*EXERCISE*.
Starting at the line that contains "negative clicks: (163, 126) (162, 126)" in the listing below, write out every line word for word until you have written the line that contains "163V156L574 144L563 139L548".

*DATA SECTION*.
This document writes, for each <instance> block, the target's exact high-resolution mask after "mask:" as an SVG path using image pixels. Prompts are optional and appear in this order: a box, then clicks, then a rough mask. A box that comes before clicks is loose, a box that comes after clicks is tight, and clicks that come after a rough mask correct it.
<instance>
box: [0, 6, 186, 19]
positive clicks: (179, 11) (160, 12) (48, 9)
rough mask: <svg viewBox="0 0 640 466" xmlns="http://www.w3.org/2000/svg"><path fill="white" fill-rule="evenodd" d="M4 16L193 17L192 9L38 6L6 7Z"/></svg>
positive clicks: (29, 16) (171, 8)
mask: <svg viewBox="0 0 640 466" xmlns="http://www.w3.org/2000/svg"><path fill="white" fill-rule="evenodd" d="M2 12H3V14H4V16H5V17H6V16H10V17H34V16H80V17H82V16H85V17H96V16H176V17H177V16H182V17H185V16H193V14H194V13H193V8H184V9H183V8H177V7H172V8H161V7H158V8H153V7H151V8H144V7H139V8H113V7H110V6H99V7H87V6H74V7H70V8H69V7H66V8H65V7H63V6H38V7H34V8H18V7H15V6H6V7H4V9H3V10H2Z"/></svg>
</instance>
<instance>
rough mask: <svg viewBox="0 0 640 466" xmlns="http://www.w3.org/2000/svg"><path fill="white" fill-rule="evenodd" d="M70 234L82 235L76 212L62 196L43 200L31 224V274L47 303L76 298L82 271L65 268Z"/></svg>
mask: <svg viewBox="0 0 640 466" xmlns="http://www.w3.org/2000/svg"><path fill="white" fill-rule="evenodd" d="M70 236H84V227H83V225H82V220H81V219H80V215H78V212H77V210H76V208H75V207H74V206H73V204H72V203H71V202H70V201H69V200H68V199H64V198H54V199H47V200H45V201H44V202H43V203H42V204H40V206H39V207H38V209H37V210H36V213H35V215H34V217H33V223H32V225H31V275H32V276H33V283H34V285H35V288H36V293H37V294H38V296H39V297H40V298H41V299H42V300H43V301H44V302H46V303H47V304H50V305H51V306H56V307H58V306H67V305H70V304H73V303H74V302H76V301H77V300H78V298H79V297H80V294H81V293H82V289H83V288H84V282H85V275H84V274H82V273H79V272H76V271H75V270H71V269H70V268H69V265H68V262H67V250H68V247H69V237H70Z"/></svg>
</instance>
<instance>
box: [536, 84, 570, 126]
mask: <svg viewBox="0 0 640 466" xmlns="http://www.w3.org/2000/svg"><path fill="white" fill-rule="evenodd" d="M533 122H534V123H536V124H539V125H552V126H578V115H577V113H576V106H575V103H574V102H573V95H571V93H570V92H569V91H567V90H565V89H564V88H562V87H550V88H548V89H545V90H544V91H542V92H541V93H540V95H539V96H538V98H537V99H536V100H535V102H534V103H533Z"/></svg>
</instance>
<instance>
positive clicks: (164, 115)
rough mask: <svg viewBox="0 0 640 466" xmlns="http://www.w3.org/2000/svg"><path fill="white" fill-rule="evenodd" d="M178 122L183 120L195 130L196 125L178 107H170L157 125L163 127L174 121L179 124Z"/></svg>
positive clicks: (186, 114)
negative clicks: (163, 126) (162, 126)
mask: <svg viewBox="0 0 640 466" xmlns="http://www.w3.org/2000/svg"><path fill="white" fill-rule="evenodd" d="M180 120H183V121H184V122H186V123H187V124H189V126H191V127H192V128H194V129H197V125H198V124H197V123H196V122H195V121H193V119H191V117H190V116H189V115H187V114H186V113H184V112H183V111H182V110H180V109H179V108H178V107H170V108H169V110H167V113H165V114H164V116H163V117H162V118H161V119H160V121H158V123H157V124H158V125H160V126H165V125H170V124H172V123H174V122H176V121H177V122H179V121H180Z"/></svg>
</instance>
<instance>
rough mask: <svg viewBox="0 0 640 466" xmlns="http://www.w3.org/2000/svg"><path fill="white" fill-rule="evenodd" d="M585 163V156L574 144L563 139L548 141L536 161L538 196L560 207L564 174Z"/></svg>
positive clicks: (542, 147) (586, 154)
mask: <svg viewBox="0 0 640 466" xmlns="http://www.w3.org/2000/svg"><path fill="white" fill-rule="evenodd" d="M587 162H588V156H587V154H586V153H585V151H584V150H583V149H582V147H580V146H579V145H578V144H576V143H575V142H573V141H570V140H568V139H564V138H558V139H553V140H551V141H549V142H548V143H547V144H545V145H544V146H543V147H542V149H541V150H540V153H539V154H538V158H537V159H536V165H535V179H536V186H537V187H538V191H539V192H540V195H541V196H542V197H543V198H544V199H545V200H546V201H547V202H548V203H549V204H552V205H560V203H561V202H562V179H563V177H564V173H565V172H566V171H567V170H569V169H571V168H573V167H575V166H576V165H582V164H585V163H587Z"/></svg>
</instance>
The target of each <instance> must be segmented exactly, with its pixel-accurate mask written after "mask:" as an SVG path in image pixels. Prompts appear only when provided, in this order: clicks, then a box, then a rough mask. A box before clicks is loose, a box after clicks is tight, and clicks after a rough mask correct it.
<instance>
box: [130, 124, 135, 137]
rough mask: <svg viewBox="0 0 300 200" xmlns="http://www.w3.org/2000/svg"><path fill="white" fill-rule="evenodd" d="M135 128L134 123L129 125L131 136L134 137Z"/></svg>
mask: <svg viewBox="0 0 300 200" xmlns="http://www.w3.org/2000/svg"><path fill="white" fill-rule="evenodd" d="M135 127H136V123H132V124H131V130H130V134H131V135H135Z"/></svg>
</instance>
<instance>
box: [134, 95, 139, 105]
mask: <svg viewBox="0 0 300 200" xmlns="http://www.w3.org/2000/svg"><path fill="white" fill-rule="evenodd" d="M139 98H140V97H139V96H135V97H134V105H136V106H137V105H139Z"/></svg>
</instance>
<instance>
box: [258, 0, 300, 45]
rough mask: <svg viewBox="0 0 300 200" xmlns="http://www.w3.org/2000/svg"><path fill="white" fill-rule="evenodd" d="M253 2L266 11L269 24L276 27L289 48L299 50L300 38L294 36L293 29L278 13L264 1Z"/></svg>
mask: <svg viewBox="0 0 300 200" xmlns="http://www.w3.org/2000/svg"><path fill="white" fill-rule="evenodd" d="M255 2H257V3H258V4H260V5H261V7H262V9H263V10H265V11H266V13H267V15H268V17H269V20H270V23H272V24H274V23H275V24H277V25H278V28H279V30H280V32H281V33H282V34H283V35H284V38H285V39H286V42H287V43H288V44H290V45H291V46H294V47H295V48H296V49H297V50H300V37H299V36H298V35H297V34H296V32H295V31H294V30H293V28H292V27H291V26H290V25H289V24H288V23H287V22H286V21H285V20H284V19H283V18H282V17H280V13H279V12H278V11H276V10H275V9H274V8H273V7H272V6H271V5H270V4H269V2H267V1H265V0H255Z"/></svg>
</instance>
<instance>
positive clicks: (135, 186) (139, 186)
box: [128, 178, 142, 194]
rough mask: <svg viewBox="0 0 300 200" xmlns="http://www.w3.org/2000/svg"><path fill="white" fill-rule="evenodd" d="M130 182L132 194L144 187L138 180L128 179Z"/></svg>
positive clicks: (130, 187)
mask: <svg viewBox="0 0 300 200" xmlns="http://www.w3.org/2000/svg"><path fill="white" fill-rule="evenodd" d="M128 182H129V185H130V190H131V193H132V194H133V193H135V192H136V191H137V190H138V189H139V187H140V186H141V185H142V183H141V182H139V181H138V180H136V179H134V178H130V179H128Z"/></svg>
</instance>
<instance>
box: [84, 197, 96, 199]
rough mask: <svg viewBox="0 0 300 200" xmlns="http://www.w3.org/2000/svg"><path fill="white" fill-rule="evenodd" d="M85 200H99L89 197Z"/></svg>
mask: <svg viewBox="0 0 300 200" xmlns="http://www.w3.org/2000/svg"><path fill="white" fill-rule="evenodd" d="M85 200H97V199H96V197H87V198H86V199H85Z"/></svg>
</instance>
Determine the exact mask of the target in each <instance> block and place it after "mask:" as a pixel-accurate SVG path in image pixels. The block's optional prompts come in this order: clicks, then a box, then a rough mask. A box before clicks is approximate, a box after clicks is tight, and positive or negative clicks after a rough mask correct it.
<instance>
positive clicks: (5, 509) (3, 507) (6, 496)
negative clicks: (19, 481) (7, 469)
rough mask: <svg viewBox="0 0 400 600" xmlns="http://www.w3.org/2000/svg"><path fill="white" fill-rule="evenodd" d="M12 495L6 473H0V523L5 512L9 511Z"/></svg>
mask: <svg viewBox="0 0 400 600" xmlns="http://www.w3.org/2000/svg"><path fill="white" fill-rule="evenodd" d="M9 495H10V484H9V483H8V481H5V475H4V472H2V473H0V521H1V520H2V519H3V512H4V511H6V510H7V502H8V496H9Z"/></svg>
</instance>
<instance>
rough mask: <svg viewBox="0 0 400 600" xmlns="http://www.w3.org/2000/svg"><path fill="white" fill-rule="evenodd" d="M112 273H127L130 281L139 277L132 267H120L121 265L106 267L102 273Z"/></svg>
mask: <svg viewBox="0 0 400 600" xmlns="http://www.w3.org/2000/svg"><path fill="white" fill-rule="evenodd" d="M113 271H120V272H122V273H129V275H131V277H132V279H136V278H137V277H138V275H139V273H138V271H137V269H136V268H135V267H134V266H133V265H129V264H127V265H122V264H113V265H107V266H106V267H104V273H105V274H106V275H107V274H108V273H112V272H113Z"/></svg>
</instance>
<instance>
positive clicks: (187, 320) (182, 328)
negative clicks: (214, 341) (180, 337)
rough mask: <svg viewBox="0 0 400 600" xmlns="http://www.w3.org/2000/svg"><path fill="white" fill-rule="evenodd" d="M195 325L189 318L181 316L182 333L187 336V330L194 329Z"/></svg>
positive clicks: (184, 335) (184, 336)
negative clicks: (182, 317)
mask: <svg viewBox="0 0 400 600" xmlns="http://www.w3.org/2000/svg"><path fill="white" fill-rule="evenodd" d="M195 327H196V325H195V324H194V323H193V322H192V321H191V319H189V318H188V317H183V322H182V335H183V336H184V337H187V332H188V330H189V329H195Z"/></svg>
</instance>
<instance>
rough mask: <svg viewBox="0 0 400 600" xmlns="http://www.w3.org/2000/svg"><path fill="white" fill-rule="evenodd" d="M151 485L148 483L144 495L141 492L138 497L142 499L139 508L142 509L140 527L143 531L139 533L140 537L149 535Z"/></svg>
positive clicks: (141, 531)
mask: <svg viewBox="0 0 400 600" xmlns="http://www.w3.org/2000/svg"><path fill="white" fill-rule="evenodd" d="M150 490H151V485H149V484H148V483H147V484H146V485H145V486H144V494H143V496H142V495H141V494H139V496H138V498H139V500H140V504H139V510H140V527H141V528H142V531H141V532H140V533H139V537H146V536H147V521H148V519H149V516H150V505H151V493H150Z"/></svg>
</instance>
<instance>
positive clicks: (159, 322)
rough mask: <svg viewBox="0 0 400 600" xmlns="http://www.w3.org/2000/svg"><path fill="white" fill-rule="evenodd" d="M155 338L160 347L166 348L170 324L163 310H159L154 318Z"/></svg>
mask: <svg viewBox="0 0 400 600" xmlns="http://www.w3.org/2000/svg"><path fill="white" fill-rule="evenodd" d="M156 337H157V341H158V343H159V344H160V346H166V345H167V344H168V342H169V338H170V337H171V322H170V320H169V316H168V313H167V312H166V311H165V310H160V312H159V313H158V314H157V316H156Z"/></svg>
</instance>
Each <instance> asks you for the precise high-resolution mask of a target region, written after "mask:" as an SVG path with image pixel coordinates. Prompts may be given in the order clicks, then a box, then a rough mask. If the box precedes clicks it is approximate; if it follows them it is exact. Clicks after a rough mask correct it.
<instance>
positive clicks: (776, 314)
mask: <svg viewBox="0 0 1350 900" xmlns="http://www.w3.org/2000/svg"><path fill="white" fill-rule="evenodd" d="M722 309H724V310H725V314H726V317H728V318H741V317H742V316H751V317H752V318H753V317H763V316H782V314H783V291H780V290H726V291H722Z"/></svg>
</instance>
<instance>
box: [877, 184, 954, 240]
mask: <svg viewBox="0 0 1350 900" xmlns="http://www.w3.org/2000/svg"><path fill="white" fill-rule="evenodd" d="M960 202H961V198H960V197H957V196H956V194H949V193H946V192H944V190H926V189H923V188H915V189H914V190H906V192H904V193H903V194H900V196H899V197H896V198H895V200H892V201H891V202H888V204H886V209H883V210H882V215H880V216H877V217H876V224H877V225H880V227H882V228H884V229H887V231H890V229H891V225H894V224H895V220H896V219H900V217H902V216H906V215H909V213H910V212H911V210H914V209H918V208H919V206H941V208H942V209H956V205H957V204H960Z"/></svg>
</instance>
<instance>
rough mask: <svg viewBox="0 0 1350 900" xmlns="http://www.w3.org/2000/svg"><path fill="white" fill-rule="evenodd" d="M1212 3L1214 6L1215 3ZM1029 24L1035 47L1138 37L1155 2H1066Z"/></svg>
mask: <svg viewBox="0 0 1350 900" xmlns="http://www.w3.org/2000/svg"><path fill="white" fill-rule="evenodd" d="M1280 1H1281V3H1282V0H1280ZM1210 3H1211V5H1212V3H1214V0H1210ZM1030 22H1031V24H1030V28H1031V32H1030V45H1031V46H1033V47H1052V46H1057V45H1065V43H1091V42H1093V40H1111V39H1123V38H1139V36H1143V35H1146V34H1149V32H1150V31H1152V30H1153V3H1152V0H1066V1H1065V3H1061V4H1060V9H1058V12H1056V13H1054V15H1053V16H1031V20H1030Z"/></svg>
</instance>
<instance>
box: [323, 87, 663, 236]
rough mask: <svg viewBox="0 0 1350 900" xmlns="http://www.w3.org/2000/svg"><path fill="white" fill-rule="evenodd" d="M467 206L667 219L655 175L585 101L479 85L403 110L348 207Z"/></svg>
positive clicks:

*FINISHED EXERCISE*.
negative clicks: (163, 126) (162, 126)
mask: <svg viewBox="0 0 640 466" xmlns="http://www.w3.org/2000/svg"><path fill="white" fill-rule="evenodd" d="M180 120H183V121H184V122H186V123H187V124H189V126H191V127H192V128H194V129H197V125H198V124H197V123H196V122H195V121H193V119H191V117H190V116H189V115H187V114H186V113H184V112H183V111H182V110H180V109H179V108H178V107H170V108H169V110H167V113H165V114H164V116H163V117H162V118H161V119H160V121H158V123H157V124H158V125H160V126H165V125H170V124H172V123H174V122H176V121H177V122H179V121H180Z"/></svg>
</instance>
<instance>
rough mask: <svg viewBox="0 0 640 466" xmlns="http://www.w3.org/2000/svg"><path fill="white" fill-rule="evenodd" d="M585 163V156L574 144L563 139L548 141L536 161L538 196L560 207L564 174Z"/></svg>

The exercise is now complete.